# [What you should do]
Reproduce only the part of the rows below that opens with the row containing "Scouting task: drop one point on every instance of the fan" and closes with the final row, requests included. Offset every point coordinate in the answers by adding 24, leaving the requests and their format samples unchanged.

# [Data provided]
--- start ---

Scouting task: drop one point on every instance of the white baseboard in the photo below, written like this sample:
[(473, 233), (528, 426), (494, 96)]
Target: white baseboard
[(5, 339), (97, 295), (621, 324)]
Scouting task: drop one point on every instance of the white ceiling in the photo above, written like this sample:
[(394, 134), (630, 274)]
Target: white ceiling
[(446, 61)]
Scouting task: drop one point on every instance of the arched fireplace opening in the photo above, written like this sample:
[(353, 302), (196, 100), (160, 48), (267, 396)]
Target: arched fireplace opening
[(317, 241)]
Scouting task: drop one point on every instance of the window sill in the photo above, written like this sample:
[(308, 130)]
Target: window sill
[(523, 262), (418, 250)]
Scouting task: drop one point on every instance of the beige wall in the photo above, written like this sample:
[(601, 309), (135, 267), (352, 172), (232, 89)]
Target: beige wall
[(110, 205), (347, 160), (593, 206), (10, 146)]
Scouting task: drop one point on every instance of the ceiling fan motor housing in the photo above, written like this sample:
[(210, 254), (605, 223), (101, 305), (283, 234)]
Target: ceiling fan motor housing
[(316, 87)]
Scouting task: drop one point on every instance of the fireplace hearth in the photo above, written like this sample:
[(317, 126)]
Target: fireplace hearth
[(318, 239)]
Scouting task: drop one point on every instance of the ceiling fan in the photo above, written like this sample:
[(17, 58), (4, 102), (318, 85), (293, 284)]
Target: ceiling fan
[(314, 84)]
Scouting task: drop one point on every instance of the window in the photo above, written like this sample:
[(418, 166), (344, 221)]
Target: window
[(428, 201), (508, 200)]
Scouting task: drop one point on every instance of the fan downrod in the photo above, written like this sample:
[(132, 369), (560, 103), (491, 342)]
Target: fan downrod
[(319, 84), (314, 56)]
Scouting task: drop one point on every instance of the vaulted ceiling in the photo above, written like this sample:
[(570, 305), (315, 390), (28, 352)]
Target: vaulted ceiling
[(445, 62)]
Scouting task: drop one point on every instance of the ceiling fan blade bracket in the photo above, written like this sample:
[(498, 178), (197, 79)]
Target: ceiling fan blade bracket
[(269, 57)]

--- end ---

# [Task answer]
Scouting task: drop one point on every instance of the fan downrod in the photo above, written like this sample:
[(132, 369), (560, 103), (491, 342)]
Target: fan downrod
[(343, 108), (338, 80)]
Scouting task: drop one point on every instance of the vaulted ceiling in the photo above, written like this sample:
[(570, 305), (315, 390), (28, 352)]
Target: vaulted ceiling
[(469, 86)]
Scouting task: drop one point on every instance of the ceiling fan blade bracket in the photo above, written like this sample:
[(498, 178), (197, 79)]
Target: ceiling fan blade bracket
[(293, 81)]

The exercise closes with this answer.